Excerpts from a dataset
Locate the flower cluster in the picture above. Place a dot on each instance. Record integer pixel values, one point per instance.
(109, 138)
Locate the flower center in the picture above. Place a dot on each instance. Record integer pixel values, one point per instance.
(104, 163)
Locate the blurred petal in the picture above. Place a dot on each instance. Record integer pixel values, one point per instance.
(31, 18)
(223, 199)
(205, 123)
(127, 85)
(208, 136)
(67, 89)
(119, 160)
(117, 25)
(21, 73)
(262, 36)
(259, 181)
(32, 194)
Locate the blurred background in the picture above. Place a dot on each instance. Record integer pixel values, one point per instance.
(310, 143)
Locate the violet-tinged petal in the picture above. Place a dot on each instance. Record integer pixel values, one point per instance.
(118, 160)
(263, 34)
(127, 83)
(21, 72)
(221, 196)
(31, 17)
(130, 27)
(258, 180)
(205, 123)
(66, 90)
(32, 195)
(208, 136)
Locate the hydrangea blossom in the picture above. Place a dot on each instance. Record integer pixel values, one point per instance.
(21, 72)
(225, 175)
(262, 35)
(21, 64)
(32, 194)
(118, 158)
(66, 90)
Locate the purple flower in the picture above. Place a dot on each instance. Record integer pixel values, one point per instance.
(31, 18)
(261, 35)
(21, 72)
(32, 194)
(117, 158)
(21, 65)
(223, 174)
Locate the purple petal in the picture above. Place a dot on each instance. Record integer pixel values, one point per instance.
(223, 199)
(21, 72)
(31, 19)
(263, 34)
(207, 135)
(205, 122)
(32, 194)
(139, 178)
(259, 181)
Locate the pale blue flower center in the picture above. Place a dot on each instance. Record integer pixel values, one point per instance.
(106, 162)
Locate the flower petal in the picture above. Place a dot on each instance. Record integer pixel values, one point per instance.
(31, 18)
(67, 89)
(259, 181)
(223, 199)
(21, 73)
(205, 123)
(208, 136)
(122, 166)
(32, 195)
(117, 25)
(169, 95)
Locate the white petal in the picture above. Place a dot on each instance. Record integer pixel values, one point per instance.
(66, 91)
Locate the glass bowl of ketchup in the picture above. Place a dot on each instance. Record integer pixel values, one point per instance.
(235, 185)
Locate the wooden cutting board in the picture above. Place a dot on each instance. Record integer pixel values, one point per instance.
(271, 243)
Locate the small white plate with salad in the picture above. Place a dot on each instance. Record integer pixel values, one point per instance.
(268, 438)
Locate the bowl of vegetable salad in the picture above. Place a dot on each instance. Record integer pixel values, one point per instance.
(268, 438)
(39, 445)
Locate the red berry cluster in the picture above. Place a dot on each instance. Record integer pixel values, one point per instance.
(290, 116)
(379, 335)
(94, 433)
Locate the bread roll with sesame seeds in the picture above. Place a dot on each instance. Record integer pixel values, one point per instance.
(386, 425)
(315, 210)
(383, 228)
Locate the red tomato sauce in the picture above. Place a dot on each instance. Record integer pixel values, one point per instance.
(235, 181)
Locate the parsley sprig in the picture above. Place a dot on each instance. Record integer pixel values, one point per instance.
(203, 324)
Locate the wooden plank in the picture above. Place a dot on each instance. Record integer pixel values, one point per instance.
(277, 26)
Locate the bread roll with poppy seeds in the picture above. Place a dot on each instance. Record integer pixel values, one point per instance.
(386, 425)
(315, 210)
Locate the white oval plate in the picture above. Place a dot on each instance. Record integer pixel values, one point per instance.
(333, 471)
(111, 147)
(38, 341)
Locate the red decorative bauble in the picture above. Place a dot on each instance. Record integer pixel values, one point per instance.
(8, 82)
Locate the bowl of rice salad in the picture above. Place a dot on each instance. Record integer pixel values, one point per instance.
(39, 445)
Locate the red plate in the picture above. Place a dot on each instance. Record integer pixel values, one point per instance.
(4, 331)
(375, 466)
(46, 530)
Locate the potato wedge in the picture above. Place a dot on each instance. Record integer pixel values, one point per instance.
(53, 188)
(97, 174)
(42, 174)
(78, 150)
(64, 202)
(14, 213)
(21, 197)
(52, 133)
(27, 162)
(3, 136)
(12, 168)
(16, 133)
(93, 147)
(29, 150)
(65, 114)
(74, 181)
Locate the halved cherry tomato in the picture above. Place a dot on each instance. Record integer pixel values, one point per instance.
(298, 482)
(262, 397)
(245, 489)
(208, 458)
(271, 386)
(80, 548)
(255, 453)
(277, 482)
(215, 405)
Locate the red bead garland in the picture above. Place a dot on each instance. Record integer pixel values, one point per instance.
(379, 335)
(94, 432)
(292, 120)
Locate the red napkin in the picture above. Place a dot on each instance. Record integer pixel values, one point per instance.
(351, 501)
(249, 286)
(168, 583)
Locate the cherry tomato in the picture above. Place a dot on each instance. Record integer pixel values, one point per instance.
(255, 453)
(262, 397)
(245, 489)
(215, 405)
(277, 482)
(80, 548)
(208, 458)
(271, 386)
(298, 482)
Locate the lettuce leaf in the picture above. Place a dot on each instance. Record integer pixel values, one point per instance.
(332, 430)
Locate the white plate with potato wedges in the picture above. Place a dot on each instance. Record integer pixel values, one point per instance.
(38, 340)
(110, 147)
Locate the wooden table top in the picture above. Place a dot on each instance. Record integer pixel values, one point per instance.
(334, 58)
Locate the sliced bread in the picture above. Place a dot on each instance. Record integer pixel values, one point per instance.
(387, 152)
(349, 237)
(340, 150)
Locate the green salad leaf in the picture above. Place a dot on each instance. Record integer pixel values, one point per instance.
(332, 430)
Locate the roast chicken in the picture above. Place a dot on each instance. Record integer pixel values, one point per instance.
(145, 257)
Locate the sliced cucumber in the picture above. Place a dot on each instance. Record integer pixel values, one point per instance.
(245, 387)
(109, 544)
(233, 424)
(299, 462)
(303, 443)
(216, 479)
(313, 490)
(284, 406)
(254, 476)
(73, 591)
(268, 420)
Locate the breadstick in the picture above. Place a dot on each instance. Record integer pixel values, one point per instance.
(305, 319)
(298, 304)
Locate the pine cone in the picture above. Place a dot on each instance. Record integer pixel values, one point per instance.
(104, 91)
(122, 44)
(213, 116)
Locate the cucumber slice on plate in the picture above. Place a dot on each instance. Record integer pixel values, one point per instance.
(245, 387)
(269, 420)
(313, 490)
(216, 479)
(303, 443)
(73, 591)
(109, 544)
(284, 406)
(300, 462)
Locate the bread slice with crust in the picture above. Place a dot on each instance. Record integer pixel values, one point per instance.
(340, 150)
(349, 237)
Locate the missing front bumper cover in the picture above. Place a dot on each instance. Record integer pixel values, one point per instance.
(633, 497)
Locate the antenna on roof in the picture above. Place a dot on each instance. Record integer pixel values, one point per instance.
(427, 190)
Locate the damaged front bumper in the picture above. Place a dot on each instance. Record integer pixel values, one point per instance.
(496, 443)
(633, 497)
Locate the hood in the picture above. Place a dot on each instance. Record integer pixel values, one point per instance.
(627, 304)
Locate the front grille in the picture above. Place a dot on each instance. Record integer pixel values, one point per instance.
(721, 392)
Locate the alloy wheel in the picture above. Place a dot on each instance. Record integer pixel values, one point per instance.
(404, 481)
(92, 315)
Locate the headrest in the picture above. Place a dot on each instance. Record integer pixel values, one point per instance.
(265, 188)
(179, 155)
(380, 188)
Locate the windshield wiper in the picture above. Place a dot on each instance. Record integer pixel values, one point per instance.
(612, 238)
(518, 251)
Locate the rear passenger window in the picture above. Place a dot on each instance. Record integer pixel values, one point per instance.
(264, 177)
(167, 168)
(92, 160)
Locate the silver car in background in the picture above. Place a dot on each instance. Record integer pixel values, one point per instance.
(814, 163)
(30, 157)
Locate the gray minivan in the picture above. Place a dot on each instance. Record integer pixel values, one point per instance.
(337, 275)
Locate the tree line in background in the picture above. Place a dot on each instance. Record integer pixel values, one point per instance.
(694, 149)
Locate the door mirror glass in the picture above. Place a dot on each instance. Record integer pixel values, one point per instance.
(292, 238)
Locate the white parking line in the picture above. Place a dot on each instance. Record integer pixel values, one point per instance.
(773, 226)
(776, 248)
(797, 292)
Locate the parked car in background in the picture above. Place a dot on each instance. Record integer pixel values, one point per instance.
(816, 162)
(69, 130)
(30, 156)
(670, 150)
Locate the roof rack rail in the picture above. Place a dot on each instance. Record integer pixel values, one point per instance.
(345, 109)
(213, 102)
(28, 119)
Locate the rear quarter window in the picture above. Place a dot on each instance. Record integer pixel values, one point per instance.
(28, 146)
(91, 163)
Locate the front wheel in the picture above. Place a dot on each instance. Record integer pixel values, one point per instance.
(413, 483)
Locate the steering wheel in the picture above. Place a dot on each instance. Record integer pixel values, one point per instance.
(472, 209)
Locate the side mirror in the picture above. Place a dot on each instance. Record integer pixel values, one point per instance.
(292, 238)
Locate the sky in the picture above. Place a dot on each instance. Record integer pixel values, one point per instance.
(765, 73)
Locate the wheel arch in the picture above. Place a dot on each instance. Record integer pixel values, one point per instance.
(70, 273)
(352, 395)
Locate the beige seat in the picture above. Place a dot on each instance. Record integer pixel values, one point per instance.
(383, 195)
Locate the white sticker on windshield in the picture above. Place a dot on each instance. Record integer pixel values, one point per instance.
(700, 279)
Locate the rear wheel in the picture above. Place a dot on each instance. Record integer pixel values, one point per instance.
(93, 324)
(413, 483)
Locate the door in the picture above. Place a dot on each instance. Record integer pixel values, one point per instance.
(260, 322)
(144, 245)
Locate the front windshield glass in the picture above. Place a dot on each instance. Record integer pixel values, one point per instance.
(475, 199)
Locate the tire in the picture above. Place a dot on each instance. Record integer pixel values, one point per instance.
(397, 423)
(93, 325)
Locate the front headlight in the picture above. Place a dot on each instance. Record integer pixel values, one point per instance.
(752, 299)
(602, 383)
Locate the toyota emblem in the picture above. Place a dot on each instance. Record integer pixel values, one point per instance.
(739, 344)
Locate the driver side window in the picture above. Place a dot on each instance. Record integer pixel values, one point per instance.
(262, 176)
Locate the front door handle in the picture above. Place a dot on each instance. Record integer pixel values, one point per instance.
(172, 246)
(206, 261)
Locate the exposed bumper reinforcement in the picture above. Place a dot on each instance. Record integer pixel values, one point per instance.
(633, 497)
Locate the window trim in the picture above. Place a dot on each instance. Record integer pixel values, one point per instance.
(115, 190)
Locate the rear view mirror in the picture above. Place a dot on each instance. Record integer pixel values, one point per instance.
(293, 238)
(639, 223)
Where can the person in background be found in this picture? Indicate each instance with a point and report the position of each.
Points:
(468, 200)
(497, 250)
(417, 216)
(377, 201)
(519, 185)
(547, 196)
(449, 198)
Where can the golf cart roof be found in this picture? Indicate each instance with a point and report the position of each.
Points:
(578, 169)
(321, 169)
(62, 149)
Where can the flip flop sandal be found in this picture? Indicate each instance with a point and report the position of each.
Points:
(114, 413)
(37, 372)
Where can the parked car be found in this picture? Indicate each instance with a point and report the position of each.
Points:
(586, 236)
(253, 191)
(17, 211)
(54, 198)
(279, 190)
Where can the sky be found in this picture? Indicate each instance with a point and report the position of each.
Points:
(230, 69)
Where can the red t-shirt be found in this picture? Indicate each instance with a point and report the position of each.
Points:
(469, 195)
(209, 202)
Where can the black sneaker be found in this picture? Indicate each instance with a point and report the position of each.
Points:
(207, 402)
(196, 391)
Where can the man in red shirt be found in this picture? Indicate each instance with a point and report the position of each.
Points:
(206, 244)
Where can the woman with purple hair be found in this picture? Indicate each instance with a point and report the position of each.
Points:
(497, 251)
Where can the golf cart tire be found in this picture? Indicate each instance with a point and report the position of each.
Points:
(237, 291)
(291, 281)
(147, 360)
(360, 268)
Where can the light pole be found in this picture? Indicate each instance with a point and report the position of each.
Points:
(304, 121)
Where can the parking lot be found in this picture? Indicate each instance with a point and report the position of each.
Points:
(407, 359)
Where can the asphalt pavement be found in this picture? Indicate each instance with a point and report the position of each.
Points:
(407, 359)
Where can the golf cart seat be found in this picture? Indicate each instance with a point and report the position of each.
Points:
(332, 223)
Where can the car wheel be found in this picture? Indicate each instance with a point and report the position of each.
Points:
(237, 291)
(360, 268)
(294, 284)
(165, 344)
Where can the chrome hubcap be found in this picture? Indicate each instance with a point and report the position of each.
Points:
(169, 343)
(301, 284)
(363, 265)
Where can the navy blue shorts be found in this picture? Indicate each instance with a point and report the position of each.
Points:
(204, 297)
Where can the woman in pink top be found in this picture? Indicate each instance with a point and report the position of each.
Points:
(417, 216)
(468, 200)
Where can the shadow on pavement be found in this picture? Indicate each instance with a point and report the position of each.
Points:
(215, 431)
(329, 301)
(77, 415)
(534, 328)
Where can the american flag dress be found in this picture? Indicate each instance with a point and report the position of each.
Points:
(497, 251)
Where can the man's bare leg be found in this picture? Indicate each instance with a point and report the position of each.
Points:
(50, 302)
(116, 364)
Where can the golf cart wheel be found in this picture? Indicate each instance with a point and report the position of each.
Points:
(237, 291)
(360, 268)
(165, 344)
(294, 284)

> PROBLEM: Return each line in the records that holds the string "woman".

> COMPLETED TASK:
Where can the woman with purple hair be found in this picture? Indicate each instance with a point and report the position of each.
Where can the woman in pink top be found in this picture? Indicate each instance with a point and report the position of each.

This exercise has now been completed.